TASK DIRECTIONS
In all of the entries below, replace "Annotation task" with "Labeling task" and leave everything else unchanged. Omit the pictures from your answer.

SUPPLIED DATA
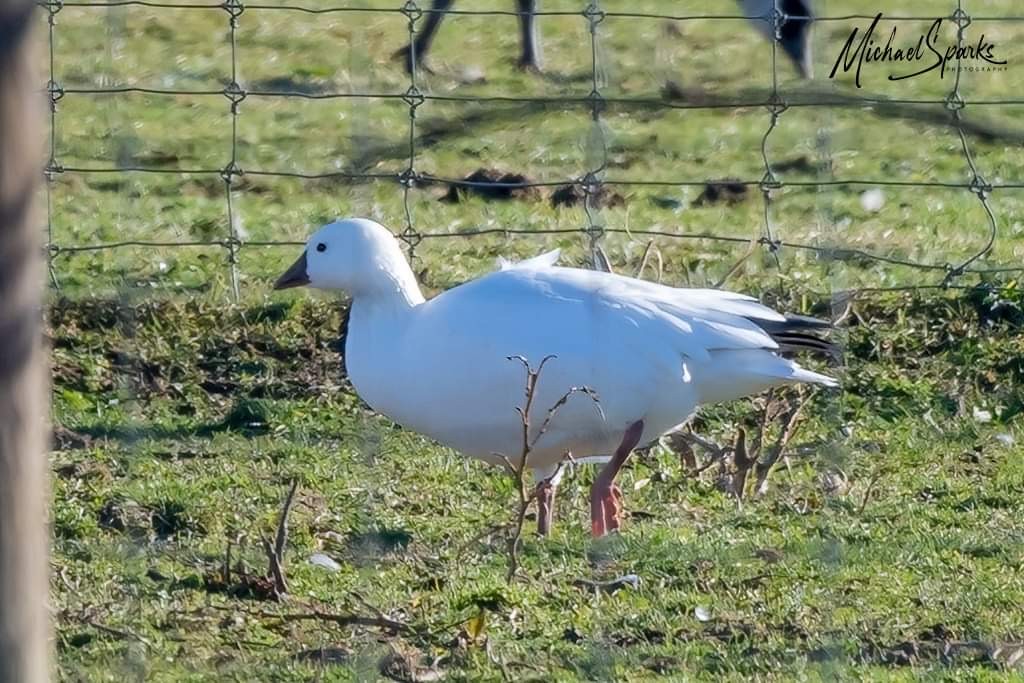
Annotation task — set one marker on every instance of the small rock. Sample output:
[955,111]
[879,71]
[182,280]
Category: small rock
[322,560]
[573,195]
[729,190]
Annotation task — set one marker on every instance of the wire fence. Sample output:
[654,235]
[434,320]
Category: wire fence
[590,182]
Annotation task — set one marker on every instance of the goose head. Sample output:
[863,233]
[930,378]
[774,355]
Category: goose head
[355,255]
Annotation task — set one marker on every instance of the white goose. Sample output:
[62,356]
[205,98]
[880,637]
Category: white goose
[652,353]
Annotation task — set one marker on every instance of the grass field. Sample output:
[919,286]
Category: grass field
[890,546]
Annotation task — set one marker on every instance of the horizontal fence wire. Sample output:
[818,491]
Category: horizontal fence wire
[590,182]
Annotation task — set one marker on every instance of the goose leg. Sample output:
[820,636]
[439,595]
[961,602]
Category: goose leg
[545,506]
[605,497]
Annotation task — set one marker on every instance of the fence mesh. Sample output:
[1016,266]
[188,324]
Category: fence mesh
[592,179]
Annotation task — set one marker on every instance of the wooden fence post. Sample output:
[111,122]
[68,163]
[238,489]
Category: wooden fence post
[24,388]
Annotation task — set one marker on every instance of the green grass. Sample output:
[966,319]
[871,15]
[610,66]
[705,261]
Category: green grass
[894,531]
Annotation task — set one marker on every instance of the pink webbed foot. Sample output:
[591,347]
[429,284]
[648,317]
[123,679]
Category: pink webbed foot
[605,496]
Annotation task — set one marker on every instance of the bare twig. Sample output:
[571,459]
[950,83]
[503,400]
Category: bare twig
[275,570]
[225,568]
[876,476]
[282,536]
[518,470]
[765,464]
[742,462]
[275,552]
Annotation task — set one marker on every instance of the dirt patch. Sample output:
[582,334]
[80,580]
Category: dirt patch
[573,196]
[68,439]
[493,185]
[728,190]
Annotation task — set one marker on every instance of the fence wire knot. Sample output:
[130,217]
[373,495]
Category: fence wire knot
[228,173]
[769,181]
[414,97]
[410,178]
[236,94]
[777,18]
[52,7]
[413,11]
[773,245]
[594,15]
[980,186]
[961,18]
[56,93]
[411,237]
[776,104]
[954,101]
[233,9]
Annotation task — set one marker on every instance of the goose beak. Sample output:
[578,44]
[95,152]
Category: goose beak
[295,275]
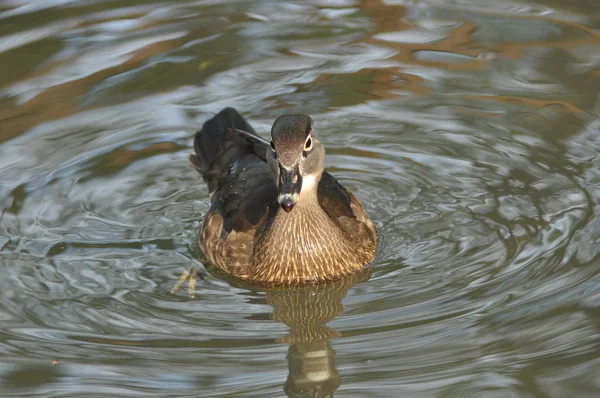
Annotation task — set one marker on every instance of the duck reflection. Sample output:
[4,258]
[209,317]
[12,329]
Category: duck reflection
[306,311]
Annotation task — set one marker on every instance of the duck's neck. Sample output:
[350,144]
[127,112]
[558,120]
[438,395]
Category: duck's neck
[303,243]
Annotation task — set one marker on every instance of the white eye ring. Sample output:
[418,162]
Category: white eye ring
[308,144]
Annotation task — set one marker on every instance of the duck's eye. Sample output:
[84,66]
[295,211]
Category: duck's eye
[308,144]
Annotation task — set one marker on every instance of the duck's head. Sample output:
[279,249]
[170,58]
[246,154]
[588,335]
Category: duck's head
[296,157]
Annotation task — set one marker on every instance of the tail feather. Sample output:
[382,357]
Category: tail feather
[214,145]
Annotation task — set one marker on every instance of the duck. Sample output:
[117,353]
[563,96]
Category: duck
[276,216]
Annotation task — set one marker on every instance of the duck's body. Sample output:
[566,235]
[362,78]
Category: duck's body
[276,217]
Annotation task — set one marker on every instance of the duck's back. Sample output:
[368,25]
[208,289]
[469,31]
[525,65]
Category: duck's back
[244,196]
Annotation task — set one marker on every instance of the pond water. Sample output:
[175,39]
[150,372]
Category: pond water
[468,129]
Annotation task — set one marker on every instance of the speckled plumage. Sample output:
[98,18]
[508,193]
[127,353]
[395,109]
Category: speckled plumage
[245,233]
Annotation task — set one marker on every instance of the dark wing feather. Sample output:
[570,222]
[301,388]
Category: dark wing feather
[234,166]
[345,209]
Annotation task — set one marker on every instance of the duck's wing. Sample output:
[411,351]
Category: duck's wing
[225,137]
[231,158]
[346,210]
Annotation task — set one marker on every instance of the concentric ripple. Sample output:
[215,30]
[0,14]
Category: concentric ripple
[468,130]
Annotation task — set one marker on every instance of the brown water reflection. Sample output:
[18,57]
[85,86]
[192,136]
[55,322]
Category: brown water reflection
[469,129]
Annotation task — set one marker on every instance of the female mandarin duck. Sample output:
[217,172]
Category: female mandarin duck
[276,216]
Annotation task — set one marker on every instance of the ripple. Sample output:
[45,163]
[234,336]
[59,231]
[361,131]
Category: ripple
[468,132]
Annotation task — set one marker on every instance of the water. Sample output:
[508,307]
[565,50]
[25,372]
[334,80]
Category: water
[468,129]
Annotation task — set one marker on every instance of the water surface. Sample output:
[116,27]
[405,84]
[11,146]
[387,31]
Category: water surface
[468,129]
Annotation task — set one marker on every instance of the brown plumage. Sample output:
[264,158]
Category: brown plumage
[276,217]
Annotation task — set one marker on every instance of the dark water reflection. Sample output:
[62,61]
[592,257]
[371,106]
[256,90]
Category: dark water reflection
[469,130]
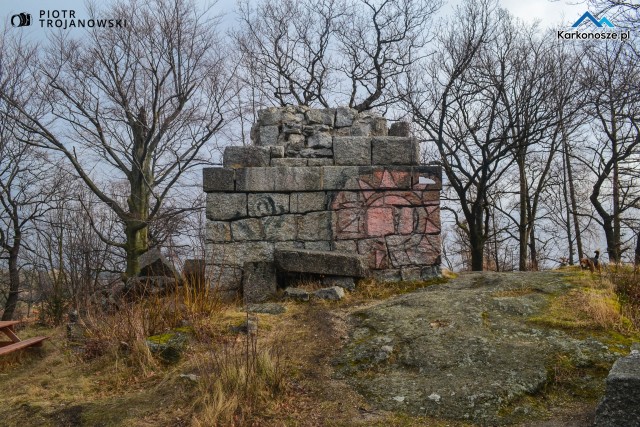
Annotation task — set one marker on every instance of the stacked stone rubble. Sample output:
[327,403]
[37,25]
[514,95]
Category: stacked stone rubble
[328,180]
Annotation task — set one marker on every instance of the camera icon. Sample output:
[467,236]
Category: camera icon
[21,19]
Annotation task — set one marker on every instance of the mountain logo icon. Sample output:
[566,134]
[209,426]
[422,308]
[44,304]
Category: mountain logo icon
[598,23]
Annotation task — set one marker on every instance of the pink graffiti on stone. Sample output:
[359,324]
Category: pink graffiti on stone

ANSWER TO THIS EXERCISE
Labeling task — set one marker on every instance of the small rock. Sample output:
[955,111]
[879,71]
[182,280]
Category: small rock
[322,560]
[573,195]
[729,190]
Labeling task — set one marker on every instance of the wire fence. Sample output:
[654,235]
[434,320]
Category: wire fence
[590,182]
Labeling task — set one marker on every instance of the goose head. Sample output:
[863,233]
[930,378]
[774,355]
Category: goose head
[355,255]
Labeling task — set one marker on every instance of the white goose. Sample output:
[62,356]
[205,98]
[880,637]
Category: white goose
[652,353]
Labeling task — set one marker on every instance of the grass field. Sample output:
[919,286]
Category: grass field
[890,546]
Labeling task — set one marker on every instance of the horizontal fence wire. Sample output:
[818,491]
Category: horizontal fence wire
[590,182]
Labeling task — set one marker on every instance of the goose leg. Sample output:
[820,636]
[439,595]
[961,602]
Category: goose leg
[545,506]
[605,497]
Labeling task — set one marker on every instance of the fence mesh. Sample output:
[1016,266]
[188,324]
Category: fence mesh
[592,179]
Labeling task — set one marker on every instance of the wooden fence post. Sample output:
[111,122]
[68,163]
[238,489]
Category: wooden fence post
[24,388]
Labeling task — set one marker on every instance of the green grass. Sample output:
[966,319]
[871,15]
[610,66]
[705,261]
Category: green grass
[894,531]
Labeling task — set one marker on every instance of the pink webbed foot. Sample output:
[591,347]
[429,284]
[648,317]
[123,679]
Category: pink webbed foot
[605,496]
Labeling task — set one marker on every instance of the bare twig. Sample output:
[571,459]
[950,83]
[503,400]
Category: bare twig
[275,570]
[225,568]
[876,476]
[282,536]
[518,470]
[765,464]
[742,462]
[275,552]
Labeling task — set one marker on every instance of the dirt patch. Sample output:
[582,334]
[80,580]
Category: dirt patch
[573,196]
[68,439]
[493,185]
[728,190]
Labeling task — set one marker on every instance of the fence wire knot. Sample output:
[130,217]
[373,495]
Category: fence wire knot
[228,173]
[769,181]
[414,97]
[410,178]
[236,94]
[777,18]
[52,7]
[413,11]
[773,245]
[594,15]
[980,186]
[961,18]
[56,93]
[411,237]
[776,104]
[954,101]
[233,9]
Labeling task — set one marker on every instance of the goose beak. Sample output:
[578,44]
[95,152]
Category: goose beak
[295,275]
Labeling task — set one marker on every instance of the duck reflection. Sample output:
[4,258]
[209,317]
[12,329]
Category: duck reflection
[306,311]
Labeling task — set one marker on every instance of the duck's neck. Sample output:
[350,144]
[127,112]
[558,120]
[438,395]
Category: duck's neck
[303,243]
Labeling task — set one marker on every instance of the white eye ring. Sample output:
[418,162]
Category: white eye ring
[308,144]
Labeling task — set one marker on every instance of the duck's eye. Sample output:
[84,66]
[295,211]
Category: duck's eye
[308,144]
Labeling task — set one marker on every instance of the duck's head. Sample output:
[279,249]
[170,58]
[246,154]
[588,335]
Category: duck's head
[296,157]
Labeling task — set one marker on every instance of the tail feather. Sample output:
[382,357]
Category: tail feather
[214,145]
Labeling task — set one marker on every instance of the duck. Sample output:
[117,353]
[563,96]
Category: duck
[276,216]
Labeling task — set one marker on every instance of the duck's body. Sample output:
[566,235]
[362,78]
Category: duck's body
[276,217]
Labeling task — set one marker on every instance of the duck's back. Sample output:
[368,25]
[208,289]
[469,31]
[525,65]
Category: duck's back
[244,196]
Labeling task — set one marker on every instance of the pond water. Sample output:
[175,39]
[150,372]
Category: pond water
[468,129]
Labeling task — set one marker on every instance of the speckled plumage. Sample output:
[98,18]
[508,193]
[127,353]
[395,109]
Category: speckled plumage
[245,233]
Labeling task — set one marker on every instance of the dark wing feather. Sample output:
[570,222]
[301,388]
Category: dark wing feather
[234,166]
[345,209]
Labeling task — set one marker on every instance of the duck's wing. Sample output:
[411,351]
Category: duck's wing
[225,137]
[231,158]
[346,210]
Labeling task — set one marker on every instance of the concentric ripple. Sample output:
[215,30]
[0,14]
Category: concentric ripple
[468,130]
Labeling task — set one marker on every instance of the brown water reflection. Sample output:
[18,57]
[85,86]
[192,136]
[55,322]
Category: brown water reflection
[469,129]
Labeling task — set one marker on every instance of the female mandarin duck. Sample output:
[217,172]
Category: female mandarin duck
[276,216]
Labeling task — set one marker on every instance of the ripple. Sample output:
[45,163]
[234,336]
[59,231]
[361,131]
Category: ripple
[468,132]
Labeling task — set one marker on every instance of the water. Sample output:
[508,307]
[565,50]
[25,372]
[334,80]
Category: water
[468,129]
Labeling task — set one marker on every instance of the water surface. Sample output:
[116,27]
[405,84]
[11,146]
[387,31]
Category: water surface
[468,129]
Labeling task — set one marker on every instance of the brown plumage. Sample output:
[264,158]
Category: brown plumage
[276,217]
Labeling task — set one marker on every instance of the dark water reflection. Sample output:
[62,61]
[592,257]
[371,106]
[256,90]
Category: dark water reflection
[469,130]
Labeling task — set one marker on every instance of the stacked stone rubble. Sample output:
[327,403]
[37,25]
[514,95]
Category: stacked stone rubble
[328,180]
Labeling task — set one marker on every instance of the camera icon. Sample output:
[467,236]
Category: camera icon
[21,19]
Labeling task — set one marker on every instance of the mountain logo icon. Sample output:
[566,134]
[209,426]
[422,308]
[44,304]
Category: mountain logo icon
[598,23]
Labeling task — set one marker on every instance of the pink graffiti on stone. Sample output:
[359,324]
Category: pink graffiti on stone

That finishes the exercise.